5.6.13

365+81

emergence of consciousnes

This is my May´s Photo-Heart Connection

May has been a busy -and somehow chaotic- month. It has taught me some hard lessons that surely will lead me to make some important decisions about the way I am living. It has given me a new -and keen- perception of some important things, and for that I am happy and grateful, but most of the days I felt exhausted and overwhelmed. This made me think that I had been neglecting my inner work... or that I thought, till I found a group of photos of this plant and its flowers

I had forgotten it
till I went through my files a week ago or so, and the mauve and green tones caught my eye. And then I remembered: I captured them along a cloudy afternoon.  I wanted to take a break from my work and recharge my batteries, so I went to the park next to my house,  and these beauties were blooming gracefully next to the fountain

I stayed there for a long time. I observed the spherical umbels on single stalks which I have seen so many times but always manage to amaze me again

I stayed there and breathed, and danced around the flowers the same as the bees, fascinated, feeling blessed, thrilled.

_COLLECTED DATA_:

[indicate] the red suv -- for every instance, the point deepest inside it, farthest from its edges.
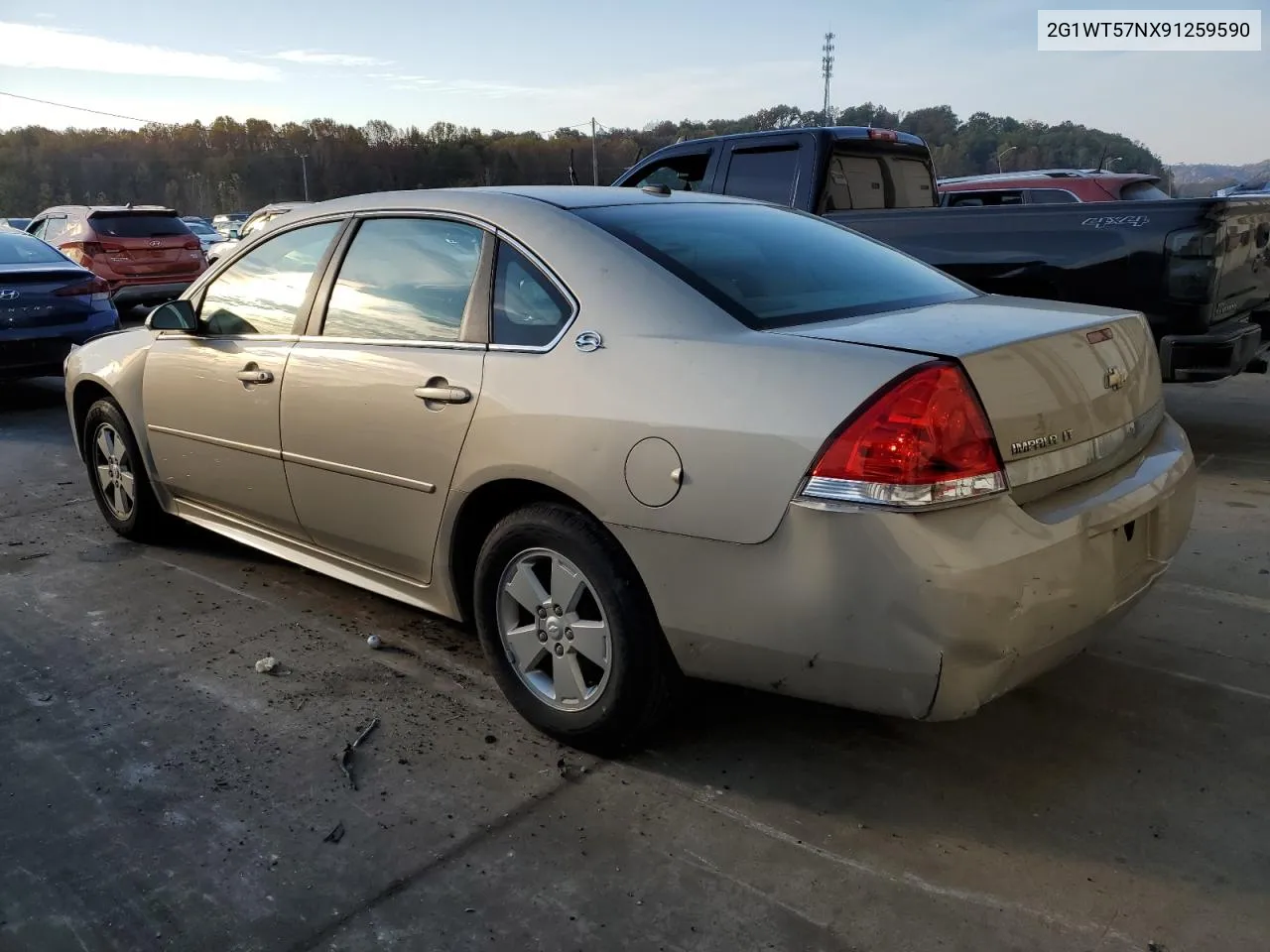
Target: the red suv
(145, 253)
(1049, 185)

_WHAT IS BEING ASKED_: Check the statements (a) through (c) against the May photo post and mark each yes or no, quoting the words of the post that decide it: (a) the plant was photographed on a cloudy afternoon, (b) the park is far from the writer's house, (c) the tones that caught the writer's eye were red and yellow.

_RESULT OF THIS TASK_:
(a) Yes: "I captured them along a cloudy afternoon."
(b) No: "I went to the park next to my house"
(c) No: "the mauve and green tones caught my eye"